LitRPG

Audiobooks Like Dungeon Crawler Carl

10 picks Narrated by Jeff Hays Updated March 2026

Jeff Hays doesn't do voices, he does characters. The difference is audible in the first five minutes of Dungeon Crawler Carl, where Carl's shell-shocked sarcasm and the System's bureaucratic menace snap into focus as entirely separate presences. That combination, Hays's comedic precision, the dungeon-progression loop, and Matt Dinniman's commitment to making the apocalypse genuinely funny, is what makes DCC one of the most addictive audiobooks in the genre.

Every pick on this list shares at least one of those three things. Most share two. The order runs from closest structural match to most adventurous departure, and the last pick is there for the reader who loved DCC but wants to go somewhere slower and stranger next.

All 10 picks at a glance

# Title Author Narrator Runtime
1 Chrysalis RinoZ Jeff Hays 17h 18m
2 Dungeon Lord: The Wraith's Haunt Hugo Huesca Jeff Hays 9h 37m
3 Sufficiently Advanced Magic Andrew Rowe Nick Podehl 21h 58m
4 He Who Fights With Monsters Shirtaloon Heath Miller 28h 56m
5 Primal Hunter Zogarth Travis Baldree 20h 9m
6 Critical Failures Robert Bevan Jonathan Sleep 8h 3m
7 The Land: Founding Aleron Kong Nick Podehl 9h 49m
8 Defiance of the Fall TheFirstDefier Pavi Proczko 23h 29m
9 Cradle: Unsouled Will Wight Travis Baldree 8h 52m
10 The Wandering Inn pirateaba Andrea Parsneau 48h 7m

THE FULL LIST

PICK 1

Chrysalis , narrated by Jeff Hays + Annie Ellicott

17h 18m · LitRPG

Chrysalis puts you inside a dungeon-progression loop with the same compulsive, floor-by-floor momentum as DCC. Each chapter delivers a clear advancement hit. The protagonist is an ant, this sounds like a gimmick, and it isn't. RinoZ uses the monster perspective to build a stat system that feels genuinely alien, and the dungeon levels accumulate with the same satisfying inevitability as Carl's floors. The tone is lighter and more curious than Carl's chaos, but the core dopamine loop is identical.

Jeff Hays brings the same energy here that he delivers in DCC itself, his comedic timing keeps Chrysalis's curious, slightly bewildered ant-narrator charming across a long runtime. His character work is distinct enough from his DCC performance that the two productions never blur, even if you're listening to them back to back.

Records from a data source
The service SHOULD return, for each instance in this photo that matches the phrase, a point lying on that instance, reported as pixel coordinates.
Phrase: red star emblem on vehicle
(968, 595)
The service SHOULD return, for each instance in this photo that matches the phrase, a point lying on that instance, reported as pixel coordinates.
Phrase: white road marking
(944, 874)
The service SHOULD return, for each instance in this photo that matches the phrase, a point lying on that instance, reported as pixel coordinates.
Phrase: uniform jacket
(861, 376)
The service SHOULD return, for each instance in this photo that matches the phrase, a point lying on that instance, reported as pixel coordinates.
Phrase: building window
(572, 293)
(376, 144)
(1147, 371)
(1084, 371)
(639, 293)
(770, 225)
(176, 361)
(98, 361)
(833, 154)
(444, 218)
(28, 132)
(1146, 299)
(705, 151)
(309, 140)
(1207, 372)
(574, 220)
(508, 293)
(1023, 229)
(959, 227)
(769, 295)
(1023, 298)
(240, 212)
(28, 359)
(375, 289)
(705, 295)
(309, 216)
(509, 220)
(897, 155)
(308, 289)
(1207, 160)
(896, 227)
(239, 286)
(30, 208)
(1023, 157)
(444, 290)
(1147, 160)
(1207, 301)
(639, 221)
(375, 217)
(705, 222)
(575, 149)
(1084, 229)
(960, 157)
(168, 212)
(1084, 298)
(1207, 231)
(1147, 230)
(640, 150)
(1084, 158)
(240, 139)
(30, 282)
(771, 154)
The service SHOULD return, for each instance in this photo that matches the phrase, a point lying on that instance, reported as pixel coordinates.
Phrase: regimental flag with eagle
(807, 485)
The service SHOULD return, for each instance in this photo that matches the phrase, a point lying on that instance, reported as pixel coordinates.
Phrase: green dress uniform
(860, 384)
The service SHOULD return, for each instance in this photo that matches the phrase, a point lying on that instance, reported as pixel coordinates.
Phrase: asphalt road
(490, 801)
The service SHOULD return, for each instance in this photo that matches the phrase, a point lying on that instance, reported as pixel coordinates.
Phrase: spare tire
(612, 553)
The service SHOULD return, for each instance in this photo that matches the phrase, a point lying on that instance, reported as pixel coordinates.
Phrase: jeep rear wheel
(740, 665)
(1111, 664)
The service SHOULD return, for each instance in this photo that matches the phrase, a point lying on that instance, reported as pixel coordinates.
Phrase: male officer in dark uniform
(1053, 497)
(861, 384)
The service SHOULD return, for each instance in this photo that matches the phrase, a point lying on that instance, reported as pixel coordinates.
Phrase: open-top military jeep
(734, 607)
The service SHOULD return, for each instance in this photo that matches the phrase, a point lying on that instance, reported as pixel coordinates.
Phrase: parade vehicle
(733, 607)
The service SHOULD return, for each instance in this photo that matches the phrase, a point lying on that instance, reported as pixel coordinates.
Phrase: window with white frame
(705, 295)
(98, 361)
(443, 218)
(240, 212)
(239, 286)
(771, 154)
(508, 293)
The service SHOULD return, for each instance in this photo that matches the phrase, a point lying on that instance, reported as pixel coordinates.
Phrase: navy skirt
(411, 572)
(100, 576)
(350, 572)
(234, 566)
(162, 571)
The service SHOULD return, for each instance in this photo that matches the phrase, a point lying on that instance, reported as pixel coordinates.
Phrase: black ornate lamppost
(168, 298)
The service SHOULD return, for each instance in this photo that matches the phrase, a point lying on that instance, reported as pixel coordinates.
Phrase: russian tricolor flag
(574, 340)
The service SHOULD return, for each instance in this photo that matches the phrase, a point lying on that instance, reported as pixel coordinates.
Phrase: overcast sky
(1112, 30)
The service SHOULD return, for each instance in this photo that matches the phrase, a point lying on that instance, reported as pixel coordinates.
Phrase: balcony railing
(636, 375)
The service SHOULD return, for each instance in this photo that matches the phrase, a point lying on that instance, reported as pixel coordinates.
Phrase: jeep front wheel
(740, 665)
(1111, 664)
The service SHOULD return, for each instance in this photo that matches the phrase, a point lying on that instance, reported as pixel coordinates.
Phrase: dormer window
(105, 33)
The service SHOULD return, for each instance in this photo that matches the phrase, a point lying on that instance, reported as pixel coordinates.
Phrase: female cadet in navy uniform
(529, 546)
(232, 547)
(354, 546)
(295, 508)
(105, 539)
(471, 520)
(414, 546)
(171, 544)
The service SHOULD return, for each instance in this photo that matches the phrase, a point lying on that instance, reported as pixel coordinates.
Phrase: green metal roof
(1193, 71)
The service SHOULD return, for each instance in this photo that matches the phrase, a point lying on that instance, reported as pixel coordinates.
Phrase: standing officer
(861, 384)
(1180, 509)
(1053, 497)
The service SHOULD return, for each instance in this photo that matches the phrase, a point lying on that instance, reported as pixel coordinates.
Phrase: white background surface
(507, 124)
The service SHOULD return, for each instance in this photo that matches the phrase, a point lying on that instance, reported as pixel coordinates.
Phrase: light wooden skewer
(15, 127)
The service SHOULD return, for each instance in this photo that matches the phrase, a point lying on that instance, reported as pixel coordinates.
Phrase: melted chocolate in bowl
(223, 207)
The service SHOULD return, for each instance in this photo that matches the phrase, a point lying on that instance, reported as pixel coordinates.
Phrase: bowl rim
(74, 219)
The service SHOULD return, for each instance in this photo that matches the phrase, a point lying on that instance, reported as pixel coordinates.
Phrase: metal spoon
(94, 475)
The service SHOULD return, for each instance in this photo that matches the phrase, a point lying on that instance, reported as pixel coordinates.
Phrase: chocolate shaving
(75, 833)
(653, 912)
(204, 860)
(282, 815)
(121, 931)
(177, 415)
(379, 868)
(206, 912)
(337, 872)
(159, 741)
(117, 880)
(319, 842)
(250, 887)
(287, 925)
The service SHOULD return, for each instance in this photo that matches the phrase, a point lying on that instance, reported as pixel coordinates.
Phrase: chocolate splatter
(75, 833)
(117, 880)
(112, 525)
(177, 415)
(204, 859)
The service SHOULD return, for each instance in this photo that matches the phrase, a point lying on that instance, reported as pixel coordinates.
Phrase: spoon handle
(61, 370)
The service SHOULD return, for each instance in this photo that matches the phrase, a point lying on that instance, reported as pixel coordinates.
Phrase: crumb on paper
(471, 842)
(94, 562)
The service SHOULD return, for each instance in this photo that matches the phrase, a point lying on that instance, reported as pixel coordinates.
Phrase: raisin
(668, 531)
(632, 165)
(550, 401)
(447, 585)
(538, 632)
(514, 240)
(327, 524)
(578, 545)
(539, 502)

Things to do
- 1) Set down the passage of the audiobook recommendation page from "10 picks Narrated" up to and including "and stranger next.", word for word.
- 2) Collect every line of the records that contains the string "officer", matching case exactly.

Written responses
- 1)
10 picks Narrated by Jeff Hays Updated March 2026

Jeff Hays doesn't do voices, he does characters. The difference is audible in the first five minutes of Dungeon Crawler Carl, where Carl's shell-shocked sarcasm and the System's bureaucratic menace snap into focus as entirely separate presences. That combination, Hays's comedic precision, the dungeon-progression loop, and Matt Dinniman's commitment to making the apocalypse genuinely funny, is what makes DCC one of the most addictive audiobooks in the genre.

Every pick on this list shares at least one of those three things. Most share two. The order runs from closest structural match to most adventurous departure, and the last pick is there for the reader who loved DCC but wants to go somewhere slower and stranger next.

- 2)
Phrase: male officer in dark uniform
Phrase: standing officer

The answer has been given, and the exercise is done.